Natural-language object grounding data:
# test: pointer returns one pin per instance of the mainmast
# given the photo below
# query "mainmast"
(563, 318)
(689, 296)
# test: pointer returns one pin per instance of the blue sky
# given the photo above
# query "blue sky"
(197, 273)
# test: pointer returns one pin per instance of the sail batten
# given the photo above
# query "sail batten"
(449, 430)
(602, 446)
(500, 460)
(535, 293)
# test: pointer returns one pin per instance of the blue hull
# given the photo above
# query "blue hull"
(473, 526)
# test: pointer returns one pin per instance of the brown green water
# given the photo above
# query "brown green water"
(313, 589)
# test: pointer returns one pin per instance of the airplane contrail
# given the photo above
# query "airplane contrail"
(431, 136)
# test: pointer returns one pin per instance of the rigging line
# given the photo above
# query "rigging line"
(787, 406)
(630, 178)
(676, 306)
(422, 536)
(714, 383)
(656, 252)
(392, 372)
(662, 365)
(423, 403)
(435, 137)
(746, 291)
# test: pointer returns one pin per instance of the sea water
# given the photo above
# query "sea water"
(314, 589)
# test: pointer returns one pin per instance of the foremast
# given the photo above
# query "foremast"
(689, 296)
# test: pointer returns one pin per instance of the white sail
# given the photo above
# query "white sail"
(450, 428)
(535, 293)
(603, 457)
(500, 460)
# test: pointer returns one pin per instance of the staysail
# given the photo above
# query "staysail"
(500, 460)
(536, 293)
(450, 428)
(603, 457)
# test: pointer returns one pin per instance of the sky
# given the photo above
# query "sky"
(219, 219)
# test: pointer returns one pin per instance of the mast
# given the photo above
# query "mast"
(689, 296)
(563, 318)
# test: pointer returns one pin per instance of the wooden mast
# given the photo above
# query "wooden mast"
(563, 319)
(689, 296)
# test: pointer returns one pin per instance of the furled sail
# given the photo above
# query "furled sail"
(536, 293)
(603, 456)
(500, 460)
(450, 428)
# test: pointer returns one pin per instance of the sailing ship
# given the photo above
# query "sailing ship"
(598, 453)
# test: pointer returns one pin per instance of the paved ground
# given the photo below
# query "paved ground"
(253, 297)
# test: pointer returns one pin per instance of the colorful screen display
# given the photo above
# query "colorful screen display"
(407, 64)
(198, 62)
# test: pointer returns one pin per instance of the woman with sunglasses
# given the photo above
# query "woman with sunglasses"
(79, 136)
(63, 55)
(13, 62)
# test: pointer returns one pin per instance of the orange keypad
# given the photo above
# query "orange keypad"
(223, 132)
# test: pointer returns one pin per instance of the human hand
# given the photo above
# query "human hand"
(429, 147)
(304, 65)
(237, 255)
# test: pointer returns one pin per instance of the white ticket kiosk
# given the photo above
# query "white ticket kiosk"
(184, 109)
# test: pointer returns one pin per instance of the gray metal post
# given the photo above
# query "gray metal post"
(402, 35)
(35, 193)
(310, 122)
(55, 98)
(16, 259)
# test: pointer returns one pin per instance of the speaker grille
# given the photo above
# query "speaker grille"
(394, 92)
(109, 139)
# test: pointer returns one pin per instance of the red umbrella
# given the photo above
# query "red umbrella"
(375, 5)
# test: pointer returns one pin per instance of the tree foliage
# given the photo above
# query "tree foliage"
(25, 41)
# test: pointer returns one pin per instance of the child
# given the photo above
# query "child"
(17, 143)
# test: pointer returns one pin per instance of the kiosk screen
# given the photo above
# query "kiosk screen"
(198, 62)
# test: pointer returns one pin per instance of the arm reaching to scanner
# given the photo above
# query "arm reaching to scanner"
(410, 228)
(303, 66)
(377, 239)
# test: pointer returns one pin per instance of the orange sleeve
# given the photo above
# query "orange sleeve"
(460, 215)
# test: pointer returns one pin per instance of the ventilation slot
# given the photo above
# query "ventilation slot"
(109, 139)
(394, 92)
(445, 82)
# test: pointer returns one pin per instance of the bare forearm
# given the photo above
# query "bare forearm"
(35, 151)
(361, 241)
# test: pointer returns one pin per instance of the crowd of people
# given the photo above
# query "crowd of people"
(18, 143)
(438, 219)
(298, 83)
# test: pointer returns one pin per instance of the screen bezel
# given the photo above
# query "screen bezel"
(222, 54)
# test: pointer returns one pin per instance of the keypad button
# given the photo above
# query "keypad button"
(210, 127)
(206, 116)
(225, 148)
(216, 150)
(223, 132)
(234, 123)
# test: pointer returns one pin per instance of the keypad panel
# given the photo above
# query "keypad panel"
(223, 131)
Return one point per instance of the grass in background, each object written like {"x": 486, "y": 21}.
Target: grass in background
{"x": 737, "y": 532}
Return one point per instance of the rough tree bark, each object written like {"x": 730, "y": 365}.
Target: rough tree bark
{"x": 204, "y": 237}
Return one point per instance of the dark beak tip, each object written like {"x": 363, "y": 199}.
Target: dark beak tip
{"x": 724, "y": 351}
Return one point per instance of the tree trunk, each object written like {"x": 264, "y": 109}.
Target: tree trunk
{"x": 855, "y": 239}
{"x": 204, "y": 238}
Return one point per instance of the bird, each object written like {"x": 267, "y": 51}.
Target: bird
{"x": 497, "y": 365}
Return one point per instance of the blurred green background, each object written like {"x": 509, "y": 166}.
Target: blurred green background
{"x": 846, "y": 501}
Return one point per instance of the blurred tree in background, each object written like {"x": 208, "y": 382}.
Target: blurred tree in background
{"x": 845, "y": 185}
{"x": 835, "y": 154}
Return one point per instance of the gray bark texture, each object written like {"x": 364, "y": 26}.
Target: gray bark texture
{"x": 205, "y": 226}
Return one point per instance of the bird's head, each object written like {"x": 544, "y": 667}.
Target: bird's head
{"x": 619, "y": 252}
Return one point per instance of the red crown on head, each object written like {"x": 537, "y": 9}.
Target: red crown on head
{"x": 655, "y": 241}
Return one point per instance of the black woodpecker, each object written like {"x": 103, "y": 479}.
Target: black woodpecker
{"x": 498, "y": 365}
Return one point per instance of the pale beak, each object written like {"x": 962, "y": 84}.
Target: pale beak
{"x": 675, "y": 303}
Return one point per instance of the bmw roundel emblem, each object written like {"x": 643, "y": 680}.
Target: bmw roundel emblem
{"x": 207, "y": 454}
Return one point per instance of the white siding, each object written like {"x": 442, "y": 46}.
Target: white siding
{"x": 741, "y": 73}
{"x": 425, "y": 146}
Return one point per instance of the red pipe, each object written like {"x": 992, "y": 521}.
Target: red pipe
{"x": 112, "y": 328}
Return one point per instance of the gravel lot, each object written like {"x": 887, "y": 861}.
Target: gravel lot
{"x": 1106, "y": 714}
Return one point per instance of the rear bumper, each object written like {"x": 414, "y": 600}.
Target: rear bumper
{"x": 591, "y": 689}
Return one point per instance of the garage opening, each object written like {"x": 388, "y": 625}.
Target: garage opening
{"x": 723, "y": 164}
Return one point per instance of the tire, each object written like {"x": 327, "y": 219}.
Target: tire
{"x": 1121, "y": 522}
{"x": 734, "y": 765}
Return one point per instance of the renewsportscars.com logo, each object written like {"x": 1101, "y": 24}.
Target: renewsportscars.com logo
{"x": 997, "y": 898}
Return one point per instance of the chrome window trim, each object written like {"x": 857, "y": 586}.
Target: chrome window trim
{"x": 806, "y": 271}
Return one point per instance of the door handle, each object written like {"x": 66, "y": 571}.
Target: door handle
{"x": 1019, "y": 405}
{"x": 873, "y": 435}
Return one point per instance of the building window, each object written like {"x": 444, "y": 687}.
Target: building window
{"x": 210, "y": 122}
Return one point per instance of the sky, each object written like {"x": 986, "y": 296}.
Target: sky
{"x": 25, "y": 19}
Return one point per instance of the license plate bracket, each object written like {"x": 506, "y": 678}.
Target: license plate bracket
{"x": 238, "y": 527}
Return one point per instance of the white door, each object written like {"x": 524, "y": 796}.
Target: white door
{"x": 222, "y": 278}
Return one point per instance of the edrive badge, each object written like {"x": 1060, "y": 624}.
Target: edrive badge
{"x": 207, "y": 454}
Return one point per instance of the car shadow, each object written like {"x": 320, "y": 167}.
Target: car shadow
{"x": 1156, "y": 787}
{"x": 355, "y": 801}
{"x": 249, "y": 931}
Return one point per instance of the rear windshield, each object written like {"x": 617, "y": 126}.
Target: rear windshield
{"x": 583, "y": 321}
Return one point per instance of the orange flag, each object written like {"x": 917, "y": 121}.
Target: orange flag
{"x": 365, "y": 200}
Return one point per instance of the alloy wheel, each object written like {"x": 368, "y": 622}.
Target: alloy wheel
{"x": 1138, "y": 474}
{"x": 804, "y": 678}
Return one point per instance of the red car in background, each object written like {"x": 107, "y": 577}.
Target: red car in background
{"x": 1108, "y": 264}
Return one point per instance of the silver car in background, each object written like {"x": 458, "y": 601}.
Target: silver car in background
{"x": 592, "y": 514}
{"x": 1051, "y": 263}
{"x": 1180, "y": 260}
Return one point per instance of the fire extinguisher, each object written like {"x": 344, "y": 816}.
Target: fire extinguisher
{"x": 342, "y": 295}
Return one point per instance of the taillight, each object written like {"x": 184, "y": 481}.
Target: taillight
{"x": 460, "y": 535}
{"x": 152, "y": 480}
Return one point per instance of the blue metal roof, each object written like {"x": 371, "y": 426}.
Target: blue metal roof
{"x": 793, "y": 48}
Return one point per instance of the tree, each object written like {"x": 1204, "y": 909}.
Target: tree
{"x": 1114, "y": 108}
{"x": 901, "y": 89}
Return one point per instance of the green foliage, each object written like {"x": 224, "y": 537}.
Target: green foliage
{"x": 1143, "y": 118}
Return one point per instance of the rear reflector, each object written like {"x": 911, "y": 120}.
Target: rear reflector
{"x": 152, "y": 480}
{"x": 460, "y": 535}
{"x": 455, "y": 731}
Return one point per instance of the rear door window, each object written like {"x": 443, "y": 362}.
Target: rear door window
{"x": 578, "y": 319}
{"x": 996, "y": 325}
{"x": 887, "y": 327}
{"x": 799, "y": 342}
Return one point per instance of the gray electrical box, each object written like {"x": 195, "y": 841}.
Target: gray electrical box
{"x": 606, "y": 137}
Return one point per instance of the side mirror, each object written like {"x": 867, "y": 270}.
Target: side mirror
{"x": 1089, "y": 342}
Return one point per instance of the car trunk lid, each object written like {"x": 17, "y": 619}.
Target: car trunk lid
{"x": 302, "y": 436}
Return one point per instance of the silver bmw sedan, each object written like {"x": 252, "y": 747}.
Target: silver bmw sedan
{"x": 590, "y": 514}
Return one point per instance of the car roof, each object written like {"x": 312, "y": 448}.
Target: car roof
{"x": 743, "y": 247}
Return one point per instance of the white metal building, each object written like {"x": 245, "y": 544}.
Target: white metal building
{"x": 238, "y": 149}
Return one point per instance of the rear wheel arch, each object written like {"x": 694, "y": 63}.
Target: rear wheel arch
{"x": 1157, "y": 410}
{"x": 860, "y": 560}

WHAT IS NEEDED
Write out exactly the lines above from the line with "Return one point per instance of the renewsportscars.com" through the line with "Return one point per instance of the white door, each", both of them included, and leave out all other lines.

YOUR SOLUTION
Return one point per instance of the renewsportscars.com logo, each object written like {"x": 1101, "y": 24}.
Target: renewsportscars.com logo
{"x": 997, "y": 898}
Return one point per instance of the chrome window trim, each object written like {"x": 857, "y": 586}.
Target: chrome window trim
{"x": 806, "y": 271}
Return one point per instance of the door handle, each object written like {"x": 66, "y": 571}.
Target: door handle
{"x": 1019, "y": 405}
{"x": 873, "y": 435}
Return one point per instance of the building window, each object written like {"x": 444, "y": 687}.
Target: building window
{"x": 210, "y": 122}
Return one point per instance of the sky, each object written like {"x": 986, "y": 296}.
Target: sky
{"x": 25, "y": 19}
Return one point per instance of the license plate bracket, each object written like {"x": 506, "y": 678}.
Target: license plate bracket
{"x": 238, "y": 527}
Return one point per instance of the white door, each object written like {"x": 524, "y": 796}.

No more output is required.